▶ [Excerpted passage]
71 thoughts on “The Silver Whip

  1. An unfamiliar western, to me and it’s got Rory Calhoun as the sheriff?! Got to watch this one and soon! I appreciate your review of the 1950 Westerns, as they are some of my favorite films. I appreciate the pov, of the good guy having to deal with the baddies, with conflicted issues sometimes, and of course those rugged settings.

    Like

  2. Thanks for your review. I have not seen this one before but am keen to get it in view of its strong cast. I am particularly fond of Robertson and Calhoun in westerns. Best regards.

    Like

    • The cast is very attractive, Chris, and is what drew me to the movie to begin with, and there’s a such a good plot to back them up, to allow offer them something to work with.

      Like

  3. Oh, nice choice to review, Colin! I had lived with a nice still from this film in Speed’s Western Film Annual since 1954 but had never seen it until this past decade. With not one but two of my favourite actors in westerns (no prizes for guessing who!), when the chance arose I grabbed at it. And, like you, I found it a very worthwhile discovery. This is the kind of western that really does it for me, with its themes of salvation and redemption, its stars and its fine action content.

    Because it has been about 10 years since last I dipped in, your fine review is whetting my appetite for a re-view, and soon, and partly also to decide whether my copy is good enough or whether I need to order this newer release.

    Like you, Colin, and I guess like many other readers here, the interaction and discussion in your site and one or two others has taught me so much and served to sharpen my understanding of so much about these wonderful movies.

    Like

    • Jerry, it’s really only in recent years that I’ve started to dig deeper into the work of these second tier stars like Robertson and Calhoun, and I’ve been enjoying it immensely.

      Like

      • Yeah, I’m glad you are enjoying these lesser (in budget but not necessarily in quality) westerns, Colin. I recently really enjoyed Calhoun in both “UTAH BLAINE” and the new Warner Archive release of “THE HIRED GUN”, whose widescreen print showing Lone Pine locations is stunning!

        Like

        • Having a great time with them, Jerry, and I quite agree that the lesser label really only applies to the budget.
          Thanks for the feedback on those Calhoun titles – I’m a fan of Louis L’Amour’s writing so I’m quite keen to see Utah Blaine and I’ll definitely be picking up a copy of The Hired Gun somewhere down the line.

          Like

  4. Don’t know this one but would like to see it.
    Like your comments about the community of fans. I have ordered three films recently which I read reviews of by other bloggers. And they are generally always films I had never heard of !

▶ [Information provided]

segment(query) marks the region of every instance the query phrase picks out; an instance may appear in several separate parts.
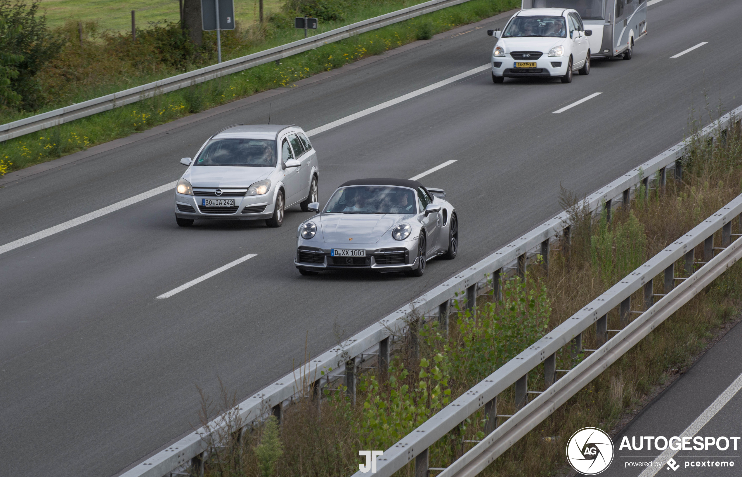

▶ [Aim] Pull the passage from the Silver Whip comments starting with "3. Oh, nice" and going on through "fine action content.", word for word.

▶ [Solved exercise]
3. Oh, nice choice to review, Colin! I had lived with a nice still from this film in Speed’s Western Film Annual since 1954 but had never seen it until this past decade. With not one but two of my favourite actors in westerns (no prizes for guessing who!), when the chance arose I grabbed at it. And, like you, I found it a very worthwhile discovery. This is the kind of western that really does it for me, with its themes of salvation and redemption, its stars and its fine action content.